• EXERCISE REQUIREMENTS:
1. List the conditions that the text on state control of pregnancy says a high proportion of children were born with.
2. From the text on state control of pregnancy, quote the passage between "It was worse, of" and "was mixed race.", inclusive.

• PAGE EXCERPT:

It was worse, of course, for those who could not afford children or smuggled contraceptives, since your extra bonus from the state for being a ‘heroine mother’ (additional benefits) only kicked in once you had eight or more children. Many women tried to disguise the pregnancies for as long as possible, wearing tight corsets or drinking strange concoctions to provoke a miscarriage. As a result, there was a high proportion of children born with malformations, health problems, general failure to thrive. Most of them ended up in orphanages, as did the children of women who had illicit affairs with foreign students (any physical contact with foreigners was punishable with imprisonment), especially when it was obvious that the child was mixed race.

From the age of 14 until 45, all women were required to go twice a year to have a gynaecological test. In fact, if you went to the doctor with any other ailment, you were sent to have a check for pregnancy anyway. Of course, if you were pregnant, you were then strictly monitored to make sure that you carried to term. If you suffered a natural miscarriage, you could be taken to court and had to prove your innocence.

• MATERIAL SUPPLIED:
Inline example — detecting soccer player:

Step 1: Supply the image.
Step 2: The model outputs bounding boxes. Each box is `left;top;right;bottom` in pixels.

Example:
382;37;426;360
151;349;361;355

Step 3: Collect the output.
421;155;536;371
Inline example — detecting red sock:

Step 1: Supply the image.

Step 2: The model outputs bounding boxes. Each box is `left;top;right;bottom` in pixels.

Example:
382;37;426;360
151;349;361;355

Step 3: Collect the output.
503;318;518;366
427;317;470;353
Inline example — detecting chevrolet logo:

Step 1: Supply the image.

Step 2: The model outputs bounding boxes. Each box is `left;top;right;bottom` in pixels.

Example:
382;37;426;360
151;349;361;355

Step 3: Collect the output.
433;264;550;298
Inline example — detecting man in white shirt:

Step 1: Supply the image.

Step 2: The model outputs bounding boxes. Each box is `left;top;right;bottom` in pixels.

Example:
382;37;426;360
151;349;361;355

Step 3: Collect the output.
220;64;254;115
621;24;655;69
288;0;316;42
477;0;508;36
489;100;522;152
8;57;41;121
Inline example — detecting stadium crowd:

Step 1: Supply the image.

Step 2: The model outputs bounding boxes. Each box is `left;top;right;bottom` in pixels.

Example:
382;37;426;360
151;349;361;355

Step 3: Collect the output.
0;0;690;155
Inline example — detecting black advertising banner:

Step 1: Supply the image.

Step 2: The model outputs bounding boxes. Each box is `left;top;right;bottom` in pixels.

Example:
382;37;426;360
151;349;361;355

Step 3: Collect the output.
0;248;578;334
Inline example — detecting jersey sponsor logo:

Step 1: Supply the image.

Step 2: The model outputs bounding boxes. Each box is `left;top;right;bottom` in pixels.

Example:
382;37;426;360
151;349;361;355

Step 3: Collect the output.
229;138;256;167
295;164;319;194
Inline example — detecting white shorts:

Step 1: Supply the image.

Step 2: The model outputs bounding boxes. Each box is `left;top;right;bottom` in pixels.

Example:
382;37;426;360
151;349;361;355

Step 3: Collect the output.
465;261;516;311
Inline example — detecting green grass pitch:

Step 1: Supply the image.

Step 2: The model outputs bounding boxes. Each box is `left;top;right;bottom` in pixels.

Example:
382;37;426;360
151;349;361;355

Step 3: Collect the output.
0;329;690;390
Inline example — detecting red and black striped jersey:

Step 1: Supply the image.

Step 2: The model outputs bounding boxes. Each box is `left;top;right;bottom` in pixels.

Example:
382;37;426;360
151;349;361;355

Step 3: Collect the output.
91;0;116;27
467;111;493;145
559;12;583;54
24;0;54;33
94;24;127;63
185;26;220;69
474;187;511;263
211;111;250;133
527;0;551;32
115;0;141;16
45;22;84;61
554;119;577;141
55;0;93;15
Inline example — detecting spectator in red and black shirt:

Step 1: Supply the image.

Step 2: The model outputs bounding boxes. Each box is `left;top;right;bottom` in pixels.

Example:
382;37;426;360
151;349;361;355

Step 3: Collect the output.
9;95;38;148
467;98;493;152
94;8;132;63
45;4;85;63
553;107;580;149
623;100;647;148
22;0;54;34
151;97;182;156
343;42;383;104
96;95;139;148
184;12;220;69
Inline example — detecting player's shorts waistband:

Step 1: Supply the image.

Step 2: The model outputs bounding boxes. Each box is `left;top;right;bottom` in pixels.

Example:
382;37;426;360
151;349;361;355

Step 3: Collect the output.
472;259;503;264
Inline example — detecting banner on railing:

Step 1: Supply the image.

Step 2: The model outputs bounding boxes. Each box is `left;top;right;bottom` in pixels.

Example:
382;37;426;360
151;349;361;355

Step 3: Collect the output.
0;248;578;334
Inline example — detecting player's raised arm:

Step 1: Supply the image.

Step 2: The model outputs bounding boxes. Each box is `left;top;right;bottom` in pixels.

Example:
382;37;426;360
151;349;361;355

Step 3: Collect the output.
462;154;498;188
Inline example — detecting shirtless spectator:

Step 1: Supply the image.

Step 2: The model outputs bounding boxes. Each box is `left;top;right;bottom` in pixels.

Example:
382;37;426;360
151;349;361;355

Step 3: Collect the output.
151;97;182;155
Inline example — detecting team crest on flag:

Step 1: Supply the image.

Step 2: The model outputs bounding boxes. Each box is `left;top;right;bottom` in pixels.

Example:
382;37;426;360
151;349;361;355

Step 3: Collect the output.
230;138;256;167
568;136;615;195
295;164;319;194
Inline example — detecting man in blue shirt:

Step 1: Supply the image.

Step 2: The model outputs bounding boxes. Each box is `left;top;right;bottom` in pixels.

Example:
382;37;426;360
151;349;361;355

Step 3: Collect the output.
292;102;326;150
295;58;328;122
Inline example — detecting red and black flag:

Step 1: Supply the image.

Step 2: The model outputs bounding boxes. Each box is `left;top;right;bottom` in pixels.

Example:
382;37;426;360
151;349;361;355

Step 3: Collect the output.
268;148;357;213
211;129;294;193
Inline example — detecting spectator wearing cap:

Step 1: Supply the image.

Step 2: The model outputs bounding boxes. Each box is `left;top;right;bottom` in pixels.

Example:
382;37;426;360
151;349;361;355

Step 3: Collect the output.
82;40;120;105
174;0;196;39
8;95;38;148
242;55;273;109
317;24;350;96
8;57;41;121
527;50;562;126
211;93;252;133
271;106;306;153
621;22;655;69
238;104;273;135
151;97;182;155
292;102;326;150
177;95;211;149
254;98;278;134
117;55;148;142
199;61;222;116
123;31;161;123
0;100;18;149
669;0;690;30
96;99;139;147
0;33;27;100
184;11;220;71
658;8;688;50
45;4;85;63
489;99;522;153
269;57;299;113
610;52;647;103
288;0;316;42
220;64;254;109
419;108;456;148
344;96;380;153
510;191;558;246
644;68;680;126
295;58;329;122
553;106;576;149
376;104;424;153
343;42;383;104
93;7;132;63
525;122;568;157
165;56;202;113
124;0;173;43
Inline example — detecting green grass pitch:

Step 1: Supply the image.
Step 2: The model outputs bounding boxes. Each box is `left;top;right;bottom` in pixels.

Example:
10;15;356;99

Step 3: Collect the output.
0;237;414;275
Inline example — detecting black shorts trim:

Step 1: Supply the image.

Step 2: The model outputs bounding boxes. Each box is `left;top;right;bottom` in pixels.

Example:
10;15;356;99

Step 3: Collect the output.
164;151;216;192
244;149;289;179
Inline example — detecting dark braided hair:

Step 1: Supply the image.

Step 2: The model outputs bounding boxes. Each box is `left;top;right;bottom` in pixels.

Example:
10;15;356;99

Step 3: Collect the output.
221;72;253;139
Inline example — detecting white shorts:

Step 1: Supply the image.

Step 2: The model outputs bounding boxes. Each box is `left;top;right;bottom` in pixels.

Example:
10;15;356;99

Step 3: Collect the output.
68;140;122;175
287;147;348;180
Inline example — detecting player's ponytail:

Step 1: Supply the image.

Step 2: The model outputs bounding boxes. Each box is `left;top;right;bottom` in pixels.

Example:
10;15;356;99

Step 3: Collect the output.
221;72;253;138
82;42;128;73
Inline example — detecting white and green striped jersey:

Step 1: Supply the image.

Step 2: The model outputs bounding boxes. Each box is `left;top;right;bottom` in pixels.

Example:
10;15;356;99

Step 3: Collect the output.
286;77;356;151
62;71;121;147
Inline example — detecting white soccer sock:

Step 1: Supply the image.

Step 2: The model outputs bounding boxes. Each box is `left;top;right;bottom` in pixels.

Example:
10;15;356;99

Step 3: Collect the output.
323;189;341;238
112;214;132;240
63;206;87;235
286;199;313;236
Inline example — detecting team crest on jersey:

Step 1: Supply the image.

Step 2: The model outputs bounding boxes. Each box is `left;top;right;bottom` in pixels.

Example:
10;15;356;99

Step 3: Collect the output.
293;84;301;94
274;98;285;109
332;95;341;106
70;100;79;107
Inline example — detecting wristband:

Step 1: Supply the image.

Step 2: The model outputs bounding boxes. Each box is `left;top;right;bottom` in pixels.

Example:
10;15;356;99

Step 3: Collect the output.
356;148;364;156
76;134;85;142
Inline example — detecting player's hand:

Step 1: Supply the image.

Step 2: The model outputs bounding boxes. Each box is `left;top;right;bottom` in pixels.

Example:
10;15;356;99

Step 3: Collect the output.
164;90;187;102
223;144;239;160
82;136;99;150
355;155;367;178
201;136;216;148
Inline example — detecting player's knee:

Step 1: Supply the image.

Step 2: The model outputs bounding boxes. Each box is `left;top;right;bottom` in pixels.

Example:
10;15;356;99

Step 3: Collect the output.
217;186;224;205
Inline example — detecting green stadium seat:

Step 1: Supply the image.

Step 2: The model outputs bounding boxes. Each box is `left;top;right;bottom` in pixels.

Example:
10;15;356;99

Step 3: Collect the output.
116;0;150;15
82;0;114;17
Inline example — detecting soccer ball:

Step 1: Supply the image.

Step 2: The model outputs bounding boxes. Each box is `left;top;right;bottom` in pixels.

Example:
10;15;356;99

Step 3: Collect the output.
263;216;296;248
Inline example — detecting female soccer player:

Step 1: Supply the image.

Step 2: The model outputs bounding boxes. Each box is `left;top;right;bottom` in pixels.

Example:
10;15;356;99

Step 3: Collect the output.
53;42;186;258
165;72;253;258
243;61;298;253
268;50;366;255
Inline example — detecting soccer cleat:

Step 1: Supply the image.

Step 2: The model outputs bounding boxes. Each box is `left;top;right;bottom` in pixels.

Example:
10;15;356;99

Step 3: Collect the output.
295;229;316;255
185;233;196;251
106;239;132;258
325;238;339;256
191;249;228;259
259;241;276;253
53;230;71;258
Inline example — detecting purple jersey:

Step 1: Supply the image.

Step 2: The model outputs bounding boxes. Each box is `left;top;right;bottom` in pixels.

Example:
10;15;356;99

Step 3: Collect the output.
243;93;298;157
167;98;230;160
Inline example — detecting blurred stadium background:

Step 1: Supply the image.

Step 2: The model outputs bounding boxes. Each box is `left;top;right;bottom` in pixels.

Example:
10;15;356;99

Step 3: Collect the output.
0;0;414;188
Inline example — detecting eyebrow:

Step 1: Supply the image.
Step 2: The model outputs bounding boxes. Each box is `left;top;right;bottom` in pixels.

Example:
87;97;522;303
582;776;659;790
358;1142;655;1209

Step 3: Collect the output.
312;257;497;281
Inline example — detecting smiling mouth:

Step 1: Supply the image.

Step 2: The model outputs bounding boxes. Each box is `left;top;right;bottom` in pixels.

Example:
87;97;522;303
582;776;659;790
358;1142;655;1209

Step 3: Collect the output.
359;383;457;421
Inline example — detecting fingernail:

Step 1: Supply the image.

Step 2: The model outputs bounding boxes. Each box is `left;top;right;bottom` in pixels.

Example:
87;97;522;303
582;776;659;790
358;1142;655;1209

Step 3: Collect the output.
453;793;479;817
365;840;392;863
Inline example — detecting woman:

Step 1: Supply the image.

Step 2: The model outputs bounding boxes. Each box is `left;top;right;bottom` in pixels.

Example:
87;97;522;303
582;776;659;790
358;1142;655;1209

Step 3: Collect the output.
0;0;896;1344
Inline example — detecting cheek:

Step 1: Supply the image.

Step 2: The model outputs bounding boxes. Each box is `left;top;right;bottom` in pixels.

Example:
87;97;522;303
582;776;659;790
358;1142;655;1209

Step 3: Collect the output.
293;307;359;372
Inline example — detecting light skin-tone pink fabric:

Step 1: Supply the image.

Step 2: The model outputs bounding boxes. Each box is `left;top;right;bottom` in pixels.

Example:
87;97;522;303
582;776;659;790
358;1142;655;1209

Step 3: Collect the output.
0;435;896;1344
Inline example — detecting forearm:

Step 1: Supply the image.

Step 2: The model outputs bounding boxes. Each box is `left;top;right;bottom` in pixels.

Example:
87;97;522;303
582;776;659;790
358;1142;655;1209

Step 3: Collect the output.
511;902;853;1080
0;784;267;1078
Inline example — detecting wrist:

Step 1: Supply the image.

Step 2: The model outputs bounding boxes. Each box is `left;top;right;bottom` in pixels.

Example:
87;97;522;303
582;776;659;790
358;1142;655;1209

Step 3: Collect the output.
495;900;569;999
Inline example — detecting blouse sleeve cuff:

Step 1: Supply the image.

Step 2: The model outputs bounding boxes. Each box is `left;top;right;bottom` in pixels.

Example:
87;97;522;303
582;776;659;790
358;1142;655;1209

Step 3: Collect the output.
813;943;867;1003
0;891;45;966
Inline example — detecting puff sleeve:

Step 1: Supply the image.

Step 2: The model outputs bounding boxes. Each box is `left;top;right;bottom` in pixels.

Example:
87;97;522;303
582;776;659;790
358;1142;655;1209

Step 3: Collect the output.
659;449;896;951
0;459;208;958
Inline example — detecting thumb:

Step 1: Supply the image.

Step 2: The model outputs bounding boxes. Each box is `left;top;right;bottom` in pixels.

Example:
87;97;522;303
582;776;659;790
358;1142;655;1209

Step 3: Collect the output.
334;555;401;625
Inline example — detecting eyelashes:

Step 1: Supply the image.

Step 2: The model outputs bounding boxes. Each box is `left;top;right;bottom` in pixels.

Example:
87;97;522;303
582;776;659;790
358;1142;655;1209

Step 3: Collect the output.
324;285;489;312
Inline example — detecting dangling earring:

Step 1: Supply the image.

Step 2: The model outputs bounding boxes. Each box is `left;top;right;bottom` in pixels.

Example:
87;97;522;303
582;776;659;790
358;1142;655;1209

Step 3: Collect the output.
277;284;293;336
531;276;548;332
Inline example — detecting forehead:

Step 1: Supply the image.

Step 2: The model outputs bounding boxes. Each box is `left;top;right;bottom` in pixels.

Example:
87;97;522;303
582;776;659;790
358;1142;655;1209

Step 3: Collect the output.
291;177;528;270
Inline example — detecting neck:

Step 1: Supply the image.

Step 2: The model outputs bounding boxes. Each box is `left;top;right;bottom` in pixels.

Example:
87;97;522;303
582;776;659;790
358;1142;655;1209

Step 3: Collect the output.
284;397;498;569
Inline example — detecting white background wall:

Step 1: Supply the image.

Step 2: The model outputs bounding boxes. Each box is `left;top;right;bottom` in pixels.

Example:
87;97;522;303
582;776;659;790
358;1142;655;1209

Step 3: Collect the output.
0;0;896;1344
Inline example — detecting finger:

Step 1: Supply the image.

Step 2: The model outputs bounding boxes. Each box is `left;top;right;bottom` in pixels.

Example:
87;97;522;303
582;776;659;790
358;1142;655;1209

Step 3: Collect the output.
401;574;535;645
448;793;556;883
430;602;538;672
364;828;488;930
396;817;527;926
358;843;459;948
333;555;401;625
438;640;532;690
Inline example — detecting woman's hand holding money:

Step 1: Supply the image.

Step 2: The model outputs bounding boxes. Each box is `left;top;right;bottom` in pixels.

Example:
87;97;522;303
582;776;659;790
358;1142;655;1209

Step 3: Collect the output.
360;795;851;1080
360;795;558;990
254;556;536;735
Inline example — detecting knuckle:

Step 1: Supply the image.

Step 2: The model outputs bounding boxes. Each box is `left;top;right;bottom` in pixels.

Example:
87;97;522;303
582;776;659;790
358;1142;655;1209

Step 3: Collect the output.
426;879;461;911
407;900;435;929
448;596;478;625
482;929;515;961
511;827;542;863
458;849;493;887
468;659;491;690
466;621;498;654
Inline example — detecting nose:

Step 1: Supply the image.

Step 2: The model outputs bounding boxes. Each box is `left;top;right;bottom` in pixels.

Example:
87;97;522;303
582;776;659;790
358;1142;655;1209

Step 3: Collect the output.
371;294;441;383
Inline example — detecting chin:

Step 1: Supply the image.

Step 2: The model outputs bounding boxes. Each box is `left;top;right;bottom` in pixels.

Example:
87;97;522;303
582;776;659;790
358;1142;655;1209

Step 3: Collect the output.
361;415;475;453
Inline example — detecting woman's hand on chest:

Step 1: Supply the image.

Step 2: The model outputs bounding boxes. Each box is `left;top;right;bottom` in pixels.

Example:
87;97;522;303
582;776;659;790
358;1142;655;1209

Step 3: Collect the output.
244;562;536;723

• LIST OF ANSWERS:
1.
- Malformations
- Health problems
- General failure to thrive

2.
It was worse, of course, for those who could not afford children or smuggled contraceptives, since your extra bonus from the state for being a ‘heroine mother’ (additional benefits) only kicked in once you had eight or more children. Many women tried to disguise the pregnancies for as long as possible, wearing tight corsets or drinking strange concoctions to provoke a miscarriage. As a result, there was a high proportion of children born with malformations, health problems, general failure to thrive. Most of them ended up in orphanages, as did the children of women who had illicit affairs with foreign students (any physical contact with foreigners was punishable with imprisonment), especially when it was obvious that the child was mixed race.